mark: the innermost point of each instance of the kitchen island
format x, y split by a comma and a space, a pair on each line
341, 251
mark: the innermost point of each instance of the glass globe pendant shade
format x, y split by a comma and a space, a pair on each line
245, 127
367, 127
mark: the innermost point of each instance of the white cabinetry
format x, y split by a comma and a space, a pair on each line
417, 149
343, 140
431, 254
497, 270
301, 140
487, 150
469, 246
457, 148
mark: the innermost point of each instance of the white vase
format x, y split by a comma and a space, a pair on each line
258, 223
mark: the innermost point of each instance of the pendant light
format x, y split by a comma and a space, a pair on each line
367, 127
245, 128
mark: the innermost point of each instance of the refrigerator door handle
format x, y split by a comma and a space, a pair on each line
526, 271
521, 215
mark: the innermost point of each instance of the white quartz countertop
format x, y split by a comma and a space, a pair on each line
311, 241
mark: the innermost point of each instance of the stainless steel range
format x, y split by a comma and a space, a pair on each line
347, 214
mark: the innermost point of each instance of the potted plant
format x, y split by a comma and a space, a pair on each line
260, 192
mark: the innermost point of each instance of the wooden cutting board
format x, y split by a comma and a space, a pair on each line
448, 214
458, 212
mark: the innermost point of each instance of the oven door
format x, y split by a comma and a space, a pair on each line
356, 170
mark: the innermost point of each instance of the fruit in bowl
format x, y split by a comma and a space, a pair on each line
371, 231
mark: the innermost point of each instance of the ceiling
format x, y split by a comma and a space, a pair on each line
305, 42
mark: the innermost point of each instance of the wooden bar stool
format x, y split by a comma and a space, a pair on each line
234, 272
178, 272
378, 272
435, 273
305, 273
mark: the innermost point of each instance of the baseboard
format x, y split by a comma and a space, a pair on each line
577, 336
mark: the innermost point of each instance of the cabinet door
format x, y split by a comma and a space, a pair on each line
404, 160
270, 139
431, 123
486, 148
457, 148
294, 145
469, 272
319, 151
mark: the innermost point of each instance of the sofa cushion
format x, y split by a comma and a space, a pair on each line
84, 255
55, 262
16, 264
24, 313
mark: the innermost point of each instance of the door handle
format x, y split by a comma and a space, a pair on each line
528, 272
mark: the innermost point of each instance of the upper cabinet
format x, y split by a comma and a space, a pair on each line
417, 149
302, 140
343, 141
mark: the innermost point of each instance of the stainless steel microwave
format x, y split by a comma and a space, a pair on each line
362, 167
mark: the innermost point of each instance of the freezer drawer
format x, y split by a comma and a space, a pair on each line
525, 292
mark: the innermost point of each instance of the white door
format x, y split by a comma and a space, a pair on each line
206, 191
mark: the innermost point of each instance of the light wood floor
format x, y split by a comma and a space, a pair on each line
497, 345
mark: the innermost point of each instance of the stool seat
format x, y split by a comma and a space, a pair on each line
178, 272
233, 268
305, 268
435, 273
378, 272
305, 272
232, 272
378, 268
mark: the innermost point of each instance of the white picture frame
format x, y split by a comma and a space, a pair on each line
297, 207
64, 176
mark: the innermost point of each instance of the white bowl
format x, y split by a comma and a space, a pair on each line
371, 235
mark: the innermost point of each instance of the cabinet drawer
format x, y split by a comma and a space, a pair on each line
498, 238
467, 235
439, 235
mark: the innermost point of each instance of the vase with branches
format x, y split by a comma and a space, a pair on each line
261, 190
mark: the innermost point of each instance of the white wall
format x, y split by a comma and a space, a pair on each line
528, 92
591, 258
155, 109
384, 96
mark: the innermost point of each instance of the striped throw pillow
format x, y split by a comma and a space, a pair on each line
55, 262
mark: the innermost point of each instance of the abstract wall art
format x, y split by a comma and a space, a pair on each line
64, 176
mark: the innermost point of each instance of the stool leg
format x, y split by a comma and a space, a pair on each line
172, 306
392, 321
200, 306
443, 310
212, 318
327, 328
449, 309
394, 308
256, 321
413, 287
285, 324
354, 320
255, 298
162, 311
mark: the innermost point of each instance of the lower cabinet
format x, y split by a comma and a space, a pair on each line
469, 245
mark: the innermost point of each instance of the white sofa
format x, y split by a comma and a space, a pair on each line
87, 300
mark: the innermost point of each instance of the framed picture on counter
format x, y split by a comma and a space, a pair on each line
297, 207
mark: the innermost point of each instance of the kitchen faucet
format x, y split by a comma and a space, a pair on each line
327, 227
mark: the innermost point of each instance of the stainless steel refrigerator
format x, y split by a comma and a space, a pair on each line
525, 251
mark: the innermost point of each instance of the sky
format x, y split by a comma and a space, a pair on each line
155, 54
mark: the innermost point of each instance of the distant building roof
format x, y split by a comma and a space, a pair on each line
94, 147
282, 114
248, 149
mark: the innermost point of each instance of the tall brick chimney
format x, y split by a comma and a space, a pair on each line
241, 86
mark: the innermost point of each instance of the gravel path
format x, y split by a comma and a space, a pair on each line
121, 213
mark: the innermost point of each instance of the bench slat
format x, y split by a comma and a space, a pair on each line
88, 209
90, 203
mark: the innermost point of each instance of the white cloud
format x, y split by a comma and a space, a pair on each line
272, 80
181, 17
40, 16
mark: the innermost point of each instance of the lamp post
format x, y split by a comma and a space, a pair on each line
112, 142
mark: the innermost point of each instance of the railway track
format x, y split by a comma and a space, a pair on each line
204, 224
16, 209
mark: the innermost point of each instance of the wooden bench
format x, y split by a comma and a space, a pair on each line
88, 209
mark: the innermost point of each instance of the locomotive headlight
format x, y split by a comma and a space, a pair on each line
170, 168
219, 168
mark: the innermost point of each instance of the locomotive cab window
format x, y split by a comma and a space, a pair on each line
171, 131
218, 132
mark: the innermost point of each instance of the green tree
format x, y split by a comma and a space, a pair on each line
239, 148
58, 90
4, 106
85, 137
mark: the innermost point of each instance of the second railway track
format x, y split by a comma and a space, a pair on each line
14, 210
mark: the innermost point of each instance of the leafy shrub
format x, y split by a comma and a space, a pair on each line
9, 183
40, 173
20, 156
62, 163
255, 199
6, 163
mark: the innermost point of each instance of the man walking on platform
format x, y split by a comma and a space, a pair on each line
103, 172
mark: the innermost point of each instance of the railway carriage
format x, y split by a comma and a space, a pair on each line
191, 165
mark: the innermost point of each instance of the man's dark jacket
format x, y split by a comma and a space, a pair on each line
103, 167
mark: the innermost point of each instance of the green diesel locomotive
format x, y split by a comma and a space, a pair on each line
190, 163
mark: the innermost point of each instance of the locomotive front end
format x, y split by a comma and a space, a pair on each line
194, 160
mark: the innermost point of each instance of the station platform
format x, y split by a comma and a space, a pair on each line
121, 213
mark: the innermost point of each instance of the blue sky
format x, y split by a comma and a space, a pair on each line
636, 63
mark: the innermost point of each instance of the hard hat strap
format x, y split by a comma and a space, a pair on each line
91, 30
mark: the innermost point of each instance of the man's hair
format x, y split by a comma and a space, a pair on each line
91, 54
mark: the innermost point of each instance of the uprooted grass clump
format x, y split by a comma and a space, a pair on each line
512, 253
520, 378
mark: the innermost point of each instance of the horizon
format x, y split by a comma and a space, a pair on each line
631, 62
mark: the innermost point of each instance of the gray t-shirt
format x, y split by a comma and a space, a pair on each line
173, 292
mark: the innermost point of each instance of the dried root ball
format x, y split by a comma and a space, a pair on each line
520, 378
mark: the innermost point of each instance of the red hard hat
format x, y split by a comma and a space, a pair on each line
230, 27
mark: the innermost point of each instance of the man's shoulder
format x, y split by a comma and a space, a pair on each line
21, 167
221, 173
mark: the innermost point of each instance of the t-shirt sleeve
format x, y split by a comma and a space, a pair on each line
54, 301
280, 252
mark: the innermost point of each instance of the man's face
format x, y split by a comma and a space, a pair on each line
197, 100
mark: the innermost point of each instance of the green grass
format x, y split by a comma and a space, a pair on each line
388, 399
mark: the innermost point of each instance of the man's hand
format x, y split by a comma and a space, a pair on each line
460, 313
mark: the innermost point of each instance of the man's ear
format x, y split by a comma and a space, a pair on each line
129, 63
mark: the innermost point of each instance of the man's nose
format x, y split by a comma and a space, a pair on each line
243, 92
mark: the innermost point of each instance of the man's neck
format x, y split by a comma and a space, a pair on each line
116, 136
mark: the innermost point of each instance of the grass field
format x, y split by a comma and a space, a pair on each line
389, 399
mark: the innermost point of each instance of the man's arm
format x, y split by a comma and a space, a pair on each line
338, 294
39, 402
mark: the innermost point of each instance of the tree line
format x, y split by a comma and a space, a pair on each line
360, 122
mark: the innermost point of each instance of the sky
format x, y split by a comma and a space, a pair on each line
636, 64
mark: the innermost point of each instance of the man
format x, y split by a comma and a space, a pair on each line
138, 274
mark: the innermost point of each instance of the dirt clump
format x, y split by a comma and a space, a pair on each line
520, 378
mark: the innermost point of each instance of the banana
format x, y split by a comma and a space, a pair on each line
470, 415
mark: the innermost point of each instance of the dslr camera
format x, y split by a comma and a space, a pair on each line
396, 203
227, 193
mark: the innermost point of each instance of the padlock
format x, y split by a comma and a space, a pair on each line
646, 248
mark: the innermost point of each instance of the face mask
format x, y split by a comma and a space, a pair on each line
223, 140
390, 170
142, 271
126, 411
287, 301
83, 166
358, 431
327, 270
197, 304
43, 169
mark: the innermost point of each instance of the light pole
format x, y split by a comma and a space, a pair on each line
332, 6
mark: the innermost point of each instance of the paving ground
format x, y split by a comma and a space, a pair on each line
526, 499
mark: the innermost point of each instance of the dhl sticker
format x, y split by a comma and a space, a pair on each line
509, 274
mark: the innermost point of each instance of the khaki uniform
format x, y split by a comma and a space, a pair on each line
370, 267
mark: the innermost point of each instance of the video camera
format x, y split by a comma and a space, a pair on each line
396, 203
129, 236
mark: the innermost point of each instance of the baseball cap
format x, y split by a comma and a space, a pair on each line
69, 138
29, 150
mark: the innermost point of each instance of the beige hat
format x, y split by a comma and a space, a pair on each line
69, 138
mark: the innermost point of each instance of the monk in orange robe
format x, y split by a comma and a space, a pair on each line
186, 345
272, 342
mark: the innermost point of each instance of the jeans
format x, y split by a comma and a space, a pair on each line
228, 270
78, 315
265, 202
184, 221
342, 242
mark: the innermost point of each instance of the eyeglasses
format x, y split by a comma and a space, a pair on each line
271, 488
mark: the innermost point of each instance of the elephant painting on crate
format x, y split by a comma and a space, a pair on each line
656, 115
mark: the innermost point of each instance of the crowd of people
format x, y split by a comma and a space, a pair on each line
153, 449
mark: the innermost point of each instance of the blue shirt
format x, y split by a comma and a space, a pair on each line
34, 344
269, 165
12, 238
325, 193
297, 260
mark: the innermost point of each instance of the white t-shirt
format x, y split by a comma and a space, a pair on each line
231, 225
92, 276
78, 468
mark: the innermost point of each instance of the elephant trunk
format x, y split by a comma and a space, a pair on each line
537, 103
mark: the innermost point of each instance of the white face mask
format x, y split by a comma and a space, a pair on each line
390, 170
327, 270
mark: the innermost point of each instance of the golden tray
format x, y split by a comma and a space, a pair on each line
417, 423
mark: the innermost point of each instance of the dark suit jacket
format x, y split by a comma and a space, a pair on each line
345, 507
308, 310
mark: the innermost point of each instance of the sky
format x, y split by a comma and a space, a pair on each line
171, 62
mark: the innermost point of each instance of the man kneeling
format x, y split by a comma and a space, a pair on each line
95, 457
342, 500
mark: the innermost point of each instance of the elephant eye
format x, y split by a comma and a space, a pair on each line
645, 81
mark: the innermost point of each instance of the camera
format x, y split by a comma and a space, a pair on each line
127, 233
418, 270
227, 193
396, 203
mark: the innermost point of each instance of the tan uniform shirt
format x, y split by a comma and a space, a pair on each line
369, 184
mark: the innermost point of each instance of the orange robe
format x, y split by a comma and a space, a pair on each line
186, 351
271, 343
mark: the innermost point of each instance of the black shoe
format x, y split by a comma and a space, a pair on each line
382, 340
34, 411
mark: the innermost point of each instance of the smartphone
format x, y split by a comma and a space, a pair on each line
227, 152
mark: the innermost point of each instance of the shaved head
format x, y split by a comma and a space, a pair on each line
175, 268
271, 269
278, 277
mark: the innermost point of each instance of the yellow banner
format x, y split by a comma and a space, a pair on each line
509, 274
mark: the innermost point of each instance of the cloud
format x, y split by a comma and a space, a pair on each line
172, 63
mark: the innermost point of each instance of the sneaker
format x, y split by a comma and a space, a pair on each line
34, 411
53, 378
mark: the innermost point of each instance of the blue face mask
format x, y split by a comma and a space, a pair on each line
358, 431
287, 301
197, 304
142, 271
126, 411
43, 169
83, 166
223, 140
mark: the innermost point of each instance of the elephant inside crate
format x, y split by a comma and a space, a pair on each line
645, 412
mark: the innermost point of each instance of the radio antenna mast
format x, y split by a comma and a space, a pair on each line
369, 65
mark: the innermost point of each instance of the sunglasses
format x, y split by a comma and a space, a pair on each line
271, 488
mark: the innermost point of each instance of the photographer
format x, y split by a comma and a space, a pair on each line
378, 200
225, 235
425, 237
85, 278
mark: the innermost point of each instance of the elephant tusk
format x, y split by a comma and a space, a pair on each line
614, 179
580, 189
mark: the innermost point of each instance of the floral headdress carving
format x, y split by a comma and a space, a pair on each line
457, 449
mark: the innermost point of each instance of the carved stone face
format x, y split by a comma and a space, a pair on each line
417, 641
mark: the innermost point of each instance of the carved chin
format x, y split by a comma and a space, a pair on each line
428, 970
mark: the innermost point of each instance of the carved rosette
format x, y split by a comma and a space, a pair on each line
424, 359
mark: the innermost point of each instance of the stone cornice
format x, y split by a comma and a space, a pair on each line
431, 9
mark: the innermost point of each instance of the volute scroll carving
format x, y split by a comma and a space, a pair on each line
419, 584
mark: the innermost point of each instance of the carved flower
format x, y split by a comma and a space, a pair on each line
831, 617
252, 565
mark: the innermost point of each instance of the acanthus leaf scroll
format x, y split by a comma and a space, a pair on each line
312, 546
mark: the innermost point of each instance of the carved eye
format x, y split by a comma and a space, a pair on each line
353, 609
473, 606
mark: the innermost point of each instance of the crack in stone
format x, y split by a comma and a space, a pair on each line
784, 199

········

Rewrite the part of the records that opens with the line containing "mark: the innermost point of each instance of the elephant tusk" and closes with the end of the records, putting "separated by" wherever "split by" appears and changing nothing else.

mark: the innermost point of each instance of the elephant tusk
format x, y separated by a comma and a space, a pair on each line
614, 179
580, 189
mark: the innermost point of each instance of the floral headdress carving
format x, y separated by a comma and a space, a pair on each line
457, 449
mark: the innermost point of each instance of the carved stone face
format x, y separated by a comma and a space, a pair on each line
417, 641
mark: the innermost point of each instance of the carved chin
format x, y separated by a comma and a space, a pair on each line
428, 970
mark: the innermost point of each instance of the carved rosette
format x, y separated by a comma and a space, a pair on each line
424, 359
mark: the innermost point of each instance of the stone cornice
format x, y separated by a comma and a space, a pair on each line
431, 9
mark: the innermost point of each instance of the volute scroll carving
format x, y separated by a comma and a space, a pair on each line
419, 584
mark: the innermost point of each instance of the carved flower
format x, y separated by a comma and a space, a pair on each line
831, 617
252, 565
mark: the innermost point of each instance of the acanthus leaf scroll
format x, y separated by a comma and a space, a pair on each line
312, 546
mark: the innermost point of each instance of the carved eye
format x, y separated by a comma and a space, a pair on each line
353, 609
473, 606
mark: the innermost point of each instance of the crack in stone
format x, y separated by a comma and a space, a pair on each line
784, 199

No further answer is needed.